# Texte cité
La structure intégrée de maintien des conditions opérationnelles des matériels aéronautiques du ministère de la défense (SIMMAD) a lancé une procédure de passation d’un marché négocié relatif aux visites d’entretien des hélicoptères Puma de l’armée française. L’offre de la société Sabena Technics DNR a été retenue, au détriment de celle de la société Aeromécanic, pour l’attribution du lot n°1 relatif aux hélicoptères stationnés en France métropolitaine.

Le candidat évincé a alors saisi le juge des référés précontractuels du Tribunal administratif de Versailles. Ce dernier a annulé l’intégralité de la procédure de passation du lot n°1, au motif que la SIMMAD avait méconnu les dispositions du 1° du I de l’article 244 du Code des marchés publics. Le ministre de la Défense s’est alors pourvu en cassation, et le Conseil d’État a annulé l’ordonnance pour erreur de droit le 11 mars 2013. Il relève ensuite, sur fondement de l’article L 821-2 du Code de justice administrative, que la SIMMAD n’a pas communiqué à la demande du candidat évincé le choix de l’attributaire, et les caractéristiques et avantages relatifs de l’offre retenue, comme il doit le faire en vertu de l’article 255 du Code des marchés publics. En conséquence, le juge du Palais-Royal décide de sursoir à statuer sur la requête de la société Aeromécanic jusqu’à ce que le ministre de la défense ait communiqué, dans un délai de quinze jours à compter de la notification de la décision de jugement, le montant global et les délais d’exécution de l’offre de la société Sabena Technics DNR, sauf à justifier que la communication de ces éléments porterait atteinte au secret des affaires.
Le 29 mai 2013, constatant que le ministre de la Défense n’avait pas communiqué les éléments, le juge administratif lui impose de le faire sous peine d’astreinte.

Par un arrêt du 17 juillet 2013, le Conseil d’État relève que la communication exigée a été faite, et statue alors sur les deux moyens retenus restants. Le second, soulevant la notation des offres par la SIMMAD, n’appelle guère de commentaire. La position du juge s’inscrit dans une jurisprudence constante : il vérifie que cette notation ne rompt pas l’égalité entre les candidats et ne fausse pas la concurrence (CE, 21 mai 2010, Commune d’Ajaccio, n° 333737).

# Défis
a. Répondez à ces questions sur le texte consacré au marché des hélicoptères Puma :
(i) Quelle société a obtenu le lot n°1 ?
(ii) Dans quel délai le ministre de la Défense devait-il communiquer le montant global et les délais d'exécution de l'offre retenue ?
(iii) À quelle date le juge administratif a-t-il imposé cette communication sous peine d'astreinte ?
b. Poursuivez le texte sur le marché des hélicoptères Puma après sa dernière phrase.

# Données fournies
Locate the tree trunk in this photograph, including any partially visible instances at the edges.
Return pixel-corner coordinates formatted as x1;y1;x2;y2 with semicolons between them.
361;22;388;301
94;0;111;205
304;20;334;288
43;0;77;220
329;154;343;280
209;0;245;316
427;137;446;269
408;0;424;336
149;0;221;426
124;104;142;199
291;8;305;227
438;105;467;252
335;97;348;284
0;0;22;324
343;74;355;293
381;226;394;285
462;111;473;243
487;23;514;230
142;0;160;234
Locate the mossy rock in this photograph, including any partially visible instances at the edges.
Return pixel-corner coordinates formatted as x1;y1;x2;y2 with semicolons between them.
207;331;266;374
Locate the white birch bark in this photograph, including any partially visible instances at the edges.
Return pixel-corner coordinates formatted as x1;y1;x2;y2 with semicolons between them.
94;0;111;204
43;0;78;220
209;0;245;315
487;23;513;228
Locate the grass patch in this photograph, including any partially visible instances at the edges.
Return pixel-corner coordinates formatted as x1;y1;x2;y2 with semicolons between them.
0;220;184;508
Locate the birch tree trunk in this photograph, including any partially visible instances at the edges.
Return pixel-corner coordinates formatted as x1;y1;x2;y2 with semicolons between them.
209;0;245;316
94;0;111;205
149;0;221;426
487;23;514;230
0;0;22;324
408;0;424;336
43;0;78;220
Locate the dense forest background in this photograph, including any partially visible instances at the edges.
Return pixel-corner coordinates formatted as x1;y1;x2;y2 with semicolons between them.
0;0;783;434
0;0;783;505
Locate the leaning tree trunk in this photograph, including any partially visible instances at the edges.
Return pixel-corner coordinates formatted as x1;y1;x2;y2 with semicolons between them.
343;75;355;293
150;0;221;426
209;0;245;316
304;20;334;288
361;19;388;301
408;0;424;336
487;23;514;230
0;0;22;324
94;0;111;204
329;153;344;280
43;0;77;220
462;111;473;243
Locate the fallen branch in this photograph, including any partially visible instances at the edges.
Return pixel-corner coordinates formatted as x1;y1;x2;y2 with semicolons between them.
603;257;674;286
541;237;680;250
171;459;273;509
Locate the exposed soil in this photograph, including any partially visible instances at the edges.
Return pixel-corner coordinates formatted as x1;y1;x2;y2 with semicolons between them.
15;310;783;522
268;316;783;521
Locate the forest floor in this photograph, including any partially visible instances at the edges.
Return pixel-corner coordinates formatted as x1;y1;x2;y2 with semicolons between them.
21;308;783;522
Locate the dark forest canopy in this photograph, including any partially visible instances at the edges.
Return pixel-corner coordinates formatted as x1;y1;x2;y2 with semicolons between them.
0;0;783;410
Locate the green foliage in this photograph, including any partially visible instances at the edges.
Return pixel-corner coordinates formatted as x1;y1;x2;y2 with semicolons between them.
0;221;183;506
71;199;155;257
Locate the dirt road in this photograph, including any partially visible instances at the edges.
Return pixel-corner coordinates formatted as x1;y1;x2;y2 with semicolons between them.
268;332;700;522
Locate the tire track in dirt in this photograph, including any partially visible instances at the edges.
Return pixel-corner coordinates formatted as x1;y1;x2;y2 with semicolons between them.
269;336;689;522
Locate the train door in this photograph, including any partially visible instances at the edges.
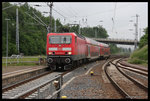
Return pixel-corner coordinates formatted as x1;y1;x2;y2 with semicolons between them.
99;47;100;56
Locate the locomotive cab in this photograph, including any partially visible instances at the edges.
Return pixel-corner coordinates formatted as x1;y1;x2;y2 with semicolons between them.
47;33;74;70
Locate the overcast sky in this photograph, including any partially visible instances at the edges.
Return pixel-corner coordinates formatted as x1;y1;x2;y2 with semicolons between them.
11;2;148;50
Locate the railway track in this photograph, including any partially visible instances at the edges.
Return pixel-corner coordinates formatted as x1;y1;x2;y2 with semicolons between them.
105;59;148;99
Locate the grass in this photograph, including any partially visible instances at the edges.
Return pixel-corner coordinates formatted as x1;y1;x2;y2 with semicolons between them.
2;56;45;67
128;45;148;67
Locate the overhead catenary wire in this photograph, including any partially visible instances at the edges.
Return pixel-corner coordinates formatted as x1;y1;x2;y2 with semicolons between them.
25;12;45;26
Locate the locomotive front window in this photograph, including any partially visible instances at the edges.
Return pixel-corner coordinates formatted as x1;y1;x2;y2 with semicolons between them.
49;36;71;44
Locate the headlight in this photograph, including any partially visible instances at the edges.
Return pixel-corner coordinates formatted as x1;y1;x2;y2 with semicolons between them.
49;48;57;51
68;52;71;55
62;48;71;51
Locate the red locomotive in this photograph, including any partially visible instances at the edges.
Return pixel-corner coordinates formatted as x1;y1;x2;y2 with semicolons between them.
47;33;110;70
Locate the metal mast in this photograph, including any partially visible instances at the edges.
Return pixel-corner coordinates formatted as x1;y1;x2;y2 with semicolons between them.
16;8;19;54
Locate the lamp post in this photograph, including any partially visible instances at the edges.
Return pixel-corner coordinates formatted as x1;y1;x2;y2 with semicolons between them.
5;19;10;67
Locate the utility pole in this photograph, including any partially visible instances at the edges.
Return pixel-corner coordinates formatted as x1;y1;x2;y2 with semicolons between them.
139;28;141;41
5;19;10;67
79;21;80;34
16;8;19;54
134;14;139;49
47;2;53;33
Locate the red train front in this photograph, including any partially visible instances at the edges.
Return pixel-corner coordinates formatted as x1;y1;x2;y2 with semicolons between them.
47;33;87;70
47;33;110;70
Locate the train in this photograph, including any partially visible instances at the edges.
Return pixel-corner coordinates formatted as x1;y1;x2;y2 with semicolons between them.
46;32;110;70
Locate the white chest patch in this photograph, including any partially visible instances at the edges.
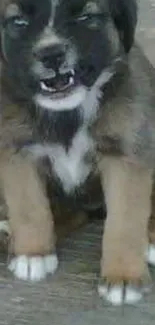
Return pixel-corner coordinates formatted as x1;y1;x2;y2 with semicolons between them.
33;128;94;193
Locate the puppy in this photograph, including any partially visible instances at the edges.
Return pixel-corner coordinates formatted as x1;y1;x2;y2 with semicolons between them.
0;0;155;304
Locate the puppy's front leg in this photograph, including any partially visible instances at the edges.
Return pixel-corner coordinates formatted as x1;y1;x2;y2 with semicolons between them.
146;179;155;266
99;158;152;305
1;154;58;281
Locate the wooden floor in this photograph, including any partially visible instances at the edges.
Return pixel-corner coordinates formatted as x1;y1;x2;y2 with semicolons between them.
0;222;155;325
0;0;155;325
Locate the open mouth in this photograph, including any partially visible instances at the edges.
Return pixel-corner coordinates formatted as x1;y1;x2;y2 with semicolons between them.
40;69;75;95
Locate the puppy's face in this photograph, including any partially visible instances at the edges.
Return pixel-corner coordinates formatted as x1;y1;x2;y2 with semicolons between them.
1;0;136;110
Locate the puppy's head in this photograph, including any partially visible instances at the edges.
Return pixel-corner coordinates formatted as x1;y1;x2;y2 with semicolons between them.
0;0;136;110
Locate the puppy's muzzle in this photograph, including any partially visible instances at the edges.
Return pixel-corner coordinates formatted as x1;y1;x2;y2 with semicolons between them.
35;44;74;93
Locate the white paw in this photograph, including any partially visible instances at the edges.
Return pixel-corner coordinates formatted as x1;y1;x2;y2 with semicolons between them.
8;254;58;281
146;244;155;266
0;220;11;235
98;285;143;306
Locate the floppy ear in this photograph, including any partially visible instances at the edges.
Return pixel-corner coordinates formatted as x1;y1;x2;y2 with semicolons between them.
109;0;137;53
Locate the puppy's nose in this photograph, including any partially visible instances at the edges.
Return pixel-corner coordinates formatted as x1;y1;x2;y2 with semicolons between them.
35;45;65;70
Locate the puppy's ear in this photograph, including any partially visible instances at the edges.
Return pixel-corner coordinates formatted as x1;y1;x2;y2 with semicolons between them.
109;0;137;53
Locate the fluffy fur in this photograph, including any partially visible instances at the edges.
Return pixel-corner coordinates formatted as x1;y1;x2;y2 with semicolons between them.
0;0;155;304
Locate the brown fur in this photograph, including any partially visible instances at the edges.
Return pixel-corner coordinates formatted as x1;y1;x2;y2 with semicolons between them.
0;1;155;290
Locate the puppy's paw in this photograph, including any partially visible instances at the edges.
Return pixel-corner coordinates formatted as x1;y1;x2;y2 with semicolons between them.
98;283;143;306
8;254;58;281
146;244;155;266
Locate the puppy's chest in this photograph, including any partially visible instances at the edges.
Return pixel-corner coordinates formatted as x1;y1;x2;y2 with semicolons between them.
33;128;95;193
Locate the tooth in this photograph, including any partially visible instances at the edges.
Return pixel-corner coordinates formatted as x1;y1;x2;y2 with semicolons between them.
40;81;54;92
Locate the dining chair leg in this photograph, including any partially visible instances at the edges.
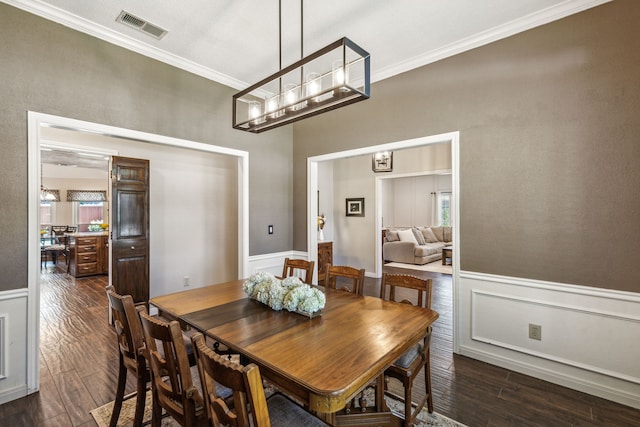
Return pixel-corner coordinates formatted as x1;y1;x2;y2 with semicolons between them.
151;390;162;427
424;353;433;413
403;378;414;427
133;364;147;427
109;356;127;427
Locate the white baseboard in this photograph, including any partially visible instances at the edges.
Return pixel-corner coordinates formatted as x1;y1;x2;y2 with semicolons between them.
0;384;28;405
456;272;640;408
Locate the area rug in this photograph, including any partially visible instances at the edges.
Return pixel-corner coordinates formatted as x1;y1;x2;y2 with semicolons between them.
90;393;465;427
385;261;453;274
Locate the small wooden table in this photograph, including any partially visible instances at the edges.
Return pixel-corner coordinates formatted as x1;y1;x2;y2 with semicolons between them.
442;246;453;265
150;280;438;425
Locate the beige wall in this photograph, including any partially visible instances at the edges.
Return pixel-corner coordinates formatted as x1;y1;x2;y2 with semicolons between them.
294;0;640;292
0;3;292;291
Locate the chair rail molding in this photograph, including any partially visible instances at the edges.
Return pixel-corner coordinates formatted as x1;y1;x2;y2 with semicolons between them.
457;271;640;408
0;288;29;405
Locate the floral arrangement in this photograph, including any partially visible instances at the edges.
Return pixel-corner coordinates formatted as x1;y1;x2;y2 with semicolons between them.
242;272;326;315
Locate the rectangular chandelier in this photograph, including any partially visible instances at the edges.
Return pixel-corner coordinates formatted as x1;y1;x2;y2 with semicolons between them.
233;37;370;133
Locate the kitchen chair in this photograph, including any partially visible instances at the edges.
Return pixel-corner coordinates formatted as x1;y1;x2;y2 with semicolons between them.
192;333;327;427
380;273;433;426
324;264;364;295
138;307;207;427
107;285;151;427
279;258;315;285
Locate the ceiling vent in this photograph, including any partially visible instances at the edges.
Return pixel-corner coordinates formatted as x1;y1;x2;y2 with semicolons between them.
116;10;167;40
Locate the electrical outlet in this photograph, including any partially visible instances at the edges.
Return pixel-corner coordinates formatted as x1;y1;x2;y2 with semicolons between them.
529;323;542;341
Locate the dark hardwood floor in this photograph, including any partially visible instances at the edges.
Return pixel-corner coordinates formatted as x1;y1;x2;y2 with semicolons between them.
0;263;640;427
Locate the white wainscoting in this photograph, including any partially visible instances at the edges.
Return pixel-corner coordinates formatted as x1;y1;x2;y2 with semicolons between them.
249;251;308;282
0;288;28;405
457;272;640;408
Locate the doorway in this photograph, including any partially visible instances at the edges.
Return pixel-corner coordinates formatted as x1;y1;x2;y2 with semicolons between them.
27;112;249;393
307;131;460;353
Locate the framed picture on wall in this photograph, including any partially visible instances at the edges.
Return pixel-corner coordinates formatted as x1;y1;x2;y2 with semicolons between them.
371;151;393;172
346;197;364;216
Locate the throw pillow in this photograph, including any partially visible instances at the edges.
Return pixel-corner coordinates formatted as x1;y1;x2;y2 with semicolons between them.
385;230;400;242
398;228;418;245
431;227;444;242
442;227;453;242
422;228;438;243
411;228;427;245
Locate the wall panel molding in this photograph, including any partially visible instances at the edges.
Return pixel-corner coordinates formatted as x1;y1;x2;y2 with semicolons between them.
456;271;640;408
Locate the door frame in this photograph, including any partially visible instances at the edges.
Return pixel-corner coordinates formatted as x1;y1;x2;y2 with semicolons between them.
307;131;460;353
27;111;249;394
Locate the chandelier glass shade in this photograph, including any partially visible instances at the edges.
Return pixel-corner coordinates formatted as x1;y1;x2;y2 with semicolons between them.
233;37;370;133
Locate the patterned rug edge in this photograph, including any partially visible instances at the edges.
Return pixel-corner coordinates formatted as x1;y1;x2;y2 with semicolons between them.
89;393;466;427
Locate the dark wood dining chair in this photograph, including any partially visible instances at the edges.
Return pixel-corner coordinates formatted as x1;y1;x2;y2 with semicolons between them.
137;306;207;427
324;264;365;295
279;258;315;285
192;333;327;427
380;273;433;426
107;286;151;427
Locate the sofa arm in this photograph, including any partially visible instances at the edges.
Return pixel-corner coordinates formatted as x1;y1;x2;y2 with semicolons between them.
382;242;417;264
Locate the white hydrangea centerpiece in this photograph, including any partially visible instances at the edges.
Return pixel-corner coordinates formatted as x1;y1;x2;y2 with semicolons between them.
242;272;326;317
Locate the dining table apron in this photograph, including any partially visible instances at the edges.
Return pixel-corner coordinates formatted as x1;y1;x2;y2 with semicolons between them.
149;280;438;421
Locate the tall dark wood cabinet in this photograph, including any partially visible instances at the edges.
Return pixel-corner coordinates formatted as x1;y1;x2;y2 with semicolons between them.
318;242;333;284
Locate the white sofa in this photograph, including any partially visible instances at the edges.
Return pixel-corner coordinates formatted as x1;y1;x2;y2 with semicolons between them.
382;227;453;265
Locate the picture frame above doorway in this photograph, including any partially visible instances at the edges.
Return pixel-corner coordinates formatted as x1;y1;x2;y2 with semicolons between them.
345;197;364;216
371;151;393;172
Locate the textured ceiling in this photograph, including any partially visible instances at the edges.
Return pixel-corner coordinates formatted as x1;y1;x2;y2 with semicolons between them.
5;0;609;89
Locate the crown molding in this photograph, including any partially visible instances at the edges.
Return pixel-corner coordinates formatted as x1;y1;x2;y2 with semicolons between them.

# Réponses dans l'ordre
a.
(i) La société Sabena Technics DNR.
(ii) Dans un délai de quinze jours à compter de la notification de la décision de jugement.
(iii) Le 29 mai 2013.

b.
En l’espèce, il n’y a pas de violation. Reste alors à examiner le premier moyen, qui permet au juge administratif d’éclairer l’obscure problématique des offres anormalement basse.

Le Conseil d’État confirme d’abord le sens donné à l’offre anormalement basse : il s’agit d’une négation de la réalité économique. Cette acception est désormais pleinement admise de tous (que cela soit au Ministère de l’Economie et des Finances à travers son guide pratique, ou dans la jurisprudence : CE, 15 avril 1996, Commune de Poindimie, n° 133171). En l’espèce, la société Aeromécanic s’appuyait sur une comparaison entre l’offre suspectée et la sienne. Elle arguait que les prestations étaient proches alors que l’écart de prix était anormal.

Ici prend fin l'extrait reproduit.